Biclustering

For large gene expression datasets, biclustering is a method to detect groups of genes that are correlated among a subset of samples. This is different from traditional clustering methods where correlation is defined across all samples.

The biclust R package ( Kaiser & Leisch 2008) provides a wrapper for many different algorithms of biclustering. We used the default settings for the biclust package. The following information is compiled from the help file of biclust:

  • BCCC: Performs CC Biclustering based on the framework by Cheng and Church (2000).
  • BCXmotifs: Performs XMotifs Biclustering based on the framework by Murali and Kasif (2003). Searches for a submatrix where each row as a similar motif through all columns. The algorithm needs a discrete matrix to perform.
  • BCPlaid: Performs Plaid Model Biclustering as described in Turner et al., 2003. This is an improvement of original ‘Plaid Models for Gene Expression Data’ (Lazzeroni and Owen, 2002). This algorithm models data matrices to a sum of layers, the model is fitted to data through minimization of error.
  • BCSpectral: Performs Spectral Biclustering as described in Kluger et al., 2003. Spectral biclustering supposes that normalized microarray data matrices have a checkerboard structure that can be discovered by the use of svd decomposition in eigenvectors, applied to genes (rows) and conditions (columns).
  • BCBimax: Performs Bimax Biclustering based on the framework by Prelic et. al.(2006). It searches for submatrices of ones in a logical matrix. Uses the original C code of the authors.

===

— Work task 1 —
In the biclustering text, which algorithm needs a discrete matrix to run?
— Work task 2 —
Shorten the paragraph of the biclustering text that begins "For large gene expression datasets" to a single sentence, keeping its main facts.

===

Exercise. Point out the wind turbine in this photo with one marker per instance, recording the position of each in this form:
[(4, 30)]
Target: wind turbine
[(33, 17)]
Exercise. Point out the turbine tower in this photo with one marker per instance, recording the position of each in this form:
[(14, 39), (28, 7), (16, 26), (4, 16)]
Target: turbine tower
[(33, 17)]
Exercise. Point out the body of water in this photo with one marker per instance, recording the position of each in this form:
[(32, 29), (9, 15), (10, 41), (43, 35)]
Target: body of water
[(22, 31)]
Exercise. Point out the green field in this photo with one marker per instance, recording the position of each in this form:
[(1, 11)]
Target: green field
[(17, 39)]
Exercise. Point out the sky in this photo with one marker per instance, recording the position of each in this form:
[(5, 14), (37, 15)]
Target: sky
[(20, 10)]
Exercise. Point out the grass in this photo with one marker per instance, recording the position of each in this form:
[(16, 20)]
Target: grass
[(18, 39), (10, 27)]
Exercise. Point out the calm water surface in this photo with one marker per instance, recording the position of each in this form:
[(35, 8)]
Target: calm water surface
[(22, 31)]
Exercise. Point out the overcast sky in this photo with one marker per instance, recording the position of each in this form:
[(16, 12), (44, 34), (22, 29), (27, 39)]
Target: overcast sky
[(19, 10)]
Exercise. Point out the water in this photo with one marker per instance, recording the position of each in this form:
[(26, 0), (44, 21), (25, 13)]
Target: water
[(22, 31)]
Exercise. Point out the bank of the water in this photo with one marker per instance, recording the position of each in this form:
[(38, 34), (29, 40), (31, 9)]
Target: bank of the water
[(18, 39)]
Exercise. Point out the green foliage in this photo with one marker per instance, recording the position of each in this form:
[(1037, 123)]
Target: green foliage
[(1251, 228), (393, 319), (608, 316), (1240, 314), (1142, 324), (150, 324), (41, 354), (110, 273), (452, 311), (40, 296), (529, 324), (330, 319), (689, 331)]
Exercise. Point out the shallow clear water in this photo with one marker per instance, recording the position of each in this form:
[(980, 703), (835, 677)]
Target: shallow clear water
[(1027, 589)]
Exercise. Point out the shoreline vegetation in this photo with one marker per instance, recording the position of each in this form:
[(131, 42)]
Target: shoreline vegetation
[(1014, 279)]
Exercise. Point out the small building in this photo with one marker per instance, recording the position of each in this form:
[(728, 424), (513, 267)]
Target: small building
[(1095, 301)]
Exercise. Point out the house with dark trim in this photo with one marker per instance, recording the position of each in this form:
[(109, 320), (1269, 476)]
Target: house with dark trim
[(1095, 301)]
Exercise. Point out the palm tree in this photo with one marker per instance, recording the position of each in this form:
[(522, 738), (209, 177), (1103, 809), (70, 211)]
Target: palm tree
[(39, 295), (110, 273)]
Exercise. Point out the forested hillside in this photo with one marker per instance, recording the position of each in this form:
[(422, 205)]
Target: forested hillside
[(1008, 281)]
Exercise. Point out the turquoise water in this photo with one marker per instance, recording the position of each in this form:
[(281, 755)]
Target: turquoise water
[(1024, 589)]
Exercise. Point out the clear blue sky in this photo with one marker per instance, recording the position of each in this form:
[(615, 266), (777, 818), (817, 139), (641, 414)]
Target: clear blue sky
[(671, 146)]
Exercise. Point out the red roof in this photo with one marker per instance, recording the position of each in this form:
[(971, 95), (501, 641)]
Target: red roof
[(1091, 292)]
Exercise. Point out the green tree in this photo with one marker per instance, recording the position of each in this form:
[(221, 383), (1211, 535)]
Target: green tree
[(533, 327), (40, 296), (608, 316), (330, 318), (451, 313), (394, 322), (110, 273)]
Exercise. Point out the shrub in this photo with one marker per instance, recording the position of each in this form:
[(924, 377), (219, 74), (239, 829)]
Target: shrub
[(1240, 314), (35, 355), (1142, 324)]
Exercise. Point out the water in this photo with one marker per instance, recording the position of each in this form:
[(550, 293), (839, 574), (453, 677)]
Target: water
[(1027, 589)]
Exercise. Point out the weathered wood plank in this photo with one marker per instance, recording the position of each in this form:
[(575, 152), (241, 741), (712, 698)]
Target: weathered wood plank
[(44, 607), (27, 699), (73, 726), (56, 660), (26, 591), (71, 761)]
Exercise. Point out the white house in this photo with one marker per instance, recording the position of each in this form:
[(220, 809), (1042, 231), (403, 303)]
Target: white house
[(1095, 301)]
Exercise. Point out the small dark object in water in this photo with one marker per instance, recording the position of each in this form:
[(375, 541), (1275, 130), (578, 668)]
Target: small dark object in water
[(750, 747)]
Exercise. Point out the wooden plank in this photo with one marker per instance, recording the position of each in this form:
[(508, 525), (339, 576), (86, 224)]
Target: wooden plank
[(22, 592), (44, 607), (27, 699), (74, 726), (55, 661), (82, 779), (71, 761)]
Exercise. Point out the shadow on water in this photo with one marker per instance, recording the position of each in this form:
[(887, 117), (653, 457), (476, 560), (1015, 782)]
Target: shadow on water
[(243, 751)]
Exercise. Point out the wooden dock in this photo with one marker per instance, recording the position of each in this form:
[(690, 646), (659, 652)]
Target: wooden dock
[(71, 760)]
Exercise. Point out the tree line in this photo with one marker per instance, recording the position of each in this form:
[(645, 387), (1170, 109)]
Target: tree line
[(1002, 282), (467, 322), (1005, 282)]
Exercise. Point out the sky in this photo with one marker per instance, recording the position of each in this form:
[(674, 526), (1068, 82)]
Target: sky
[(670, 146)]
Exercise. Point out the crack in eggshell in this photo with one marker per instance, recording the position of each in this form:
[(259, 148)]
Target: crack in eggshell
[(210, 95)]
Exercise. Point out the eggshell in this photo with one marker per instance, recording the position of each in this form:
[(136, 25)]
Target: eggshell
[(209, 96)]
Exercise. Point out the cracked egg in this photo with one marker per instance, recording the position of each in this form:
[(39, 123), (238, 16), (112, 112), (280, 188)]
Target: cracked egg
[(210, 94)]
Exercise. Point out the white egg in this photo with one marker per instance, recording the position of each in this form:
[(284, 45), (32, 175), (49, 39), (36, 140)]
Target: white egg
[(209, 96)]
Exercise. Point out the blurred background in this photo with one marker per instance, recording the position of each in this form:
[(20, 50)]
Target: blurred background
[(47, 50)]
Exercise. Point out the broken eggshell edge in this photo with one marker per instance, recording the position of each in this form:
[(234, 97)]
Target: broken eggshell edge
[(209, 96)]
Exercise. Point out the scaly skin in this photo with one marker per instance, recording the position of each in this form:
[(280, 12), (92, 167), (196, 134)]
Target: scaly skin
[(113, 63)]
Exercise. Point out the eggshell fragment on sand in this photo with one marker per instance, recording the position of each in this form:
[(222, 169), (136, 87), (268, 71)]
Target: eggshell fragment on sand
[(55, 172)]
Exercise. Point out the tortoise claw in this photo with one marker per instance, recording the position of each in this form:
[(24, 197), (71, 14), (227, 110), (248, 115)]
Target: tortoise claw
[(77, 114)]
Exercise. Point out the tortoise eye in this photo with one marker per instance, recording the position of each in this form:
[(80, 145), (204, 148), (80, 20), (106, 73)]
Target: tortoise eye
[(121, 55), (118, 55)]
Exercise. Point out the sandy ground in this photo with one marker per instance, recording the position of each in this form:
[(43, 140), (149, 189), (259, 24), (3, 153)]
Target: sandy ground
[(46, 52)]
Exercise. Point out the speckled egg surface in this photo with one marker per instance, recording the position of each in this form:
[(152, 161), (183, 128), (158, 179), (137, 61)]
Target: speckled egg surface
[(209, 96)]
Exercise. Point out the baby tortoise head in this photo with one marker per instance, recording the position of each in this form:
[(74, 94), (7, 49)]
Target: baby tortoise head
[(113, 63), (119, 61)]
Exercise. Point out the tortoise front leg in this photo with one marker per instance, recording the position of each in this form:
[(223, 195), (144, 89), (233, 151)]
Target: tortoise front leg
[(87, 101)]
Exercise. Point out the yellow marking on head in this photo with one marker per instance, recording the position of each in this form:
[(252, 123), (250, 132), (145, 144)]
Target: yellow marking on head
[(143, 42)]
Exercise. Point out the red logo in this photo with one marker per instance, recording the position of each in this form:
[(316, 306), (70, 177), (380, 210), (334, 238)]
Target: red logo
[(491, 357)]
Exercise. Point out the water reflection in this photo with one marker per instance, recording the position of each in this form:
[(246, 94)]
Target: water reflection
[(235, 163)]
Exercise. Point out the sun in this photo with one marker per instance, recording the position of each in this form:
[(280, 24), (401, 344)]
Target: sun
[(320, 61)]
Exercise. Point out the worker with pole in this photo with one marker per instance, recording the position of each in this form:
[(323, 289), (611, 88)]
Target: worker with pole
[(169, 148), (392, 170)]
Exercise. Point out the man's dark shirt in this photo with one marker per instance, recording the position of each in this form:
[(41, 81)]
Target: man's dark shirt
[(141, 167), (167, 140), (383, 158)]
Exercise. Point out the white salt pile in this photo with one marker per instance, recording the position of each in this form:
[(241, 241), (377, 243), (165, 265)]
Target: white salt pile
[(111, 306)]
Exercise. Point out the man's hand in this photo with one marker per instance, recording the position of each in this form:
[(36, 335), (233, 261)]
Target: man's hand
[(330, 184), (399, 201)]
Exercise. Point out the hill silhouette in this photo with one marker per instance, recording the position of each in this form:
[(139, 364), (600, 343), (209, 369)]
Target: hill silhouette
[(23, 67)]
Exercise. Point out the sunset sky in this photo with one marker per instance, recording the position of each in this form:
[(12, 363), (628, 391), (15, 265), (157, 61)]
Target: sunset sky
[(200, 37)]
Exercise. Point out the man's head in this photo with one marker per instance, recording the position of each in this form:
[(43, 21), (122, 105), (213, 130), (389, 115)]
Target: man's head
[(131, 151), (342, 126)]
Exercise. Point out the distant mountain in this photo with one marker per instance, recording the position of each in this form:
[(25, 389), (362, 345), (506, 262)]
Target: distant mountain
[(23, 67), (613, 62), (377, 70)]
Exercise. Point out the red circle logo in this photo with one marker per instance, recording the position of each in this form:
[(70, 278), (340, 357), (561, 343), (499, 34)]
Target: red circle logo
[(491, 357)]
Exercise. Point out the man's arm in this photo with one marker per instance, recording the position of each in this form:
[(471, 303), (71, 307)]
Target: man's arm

===

— Expected answer 1 —
BCXmotifs

— Expected answer 2 —
Biclustering finds groups of genes in large gene expression datasets that are correlated among a subset of samples, whereas traditional clustering defines correlation across all samples.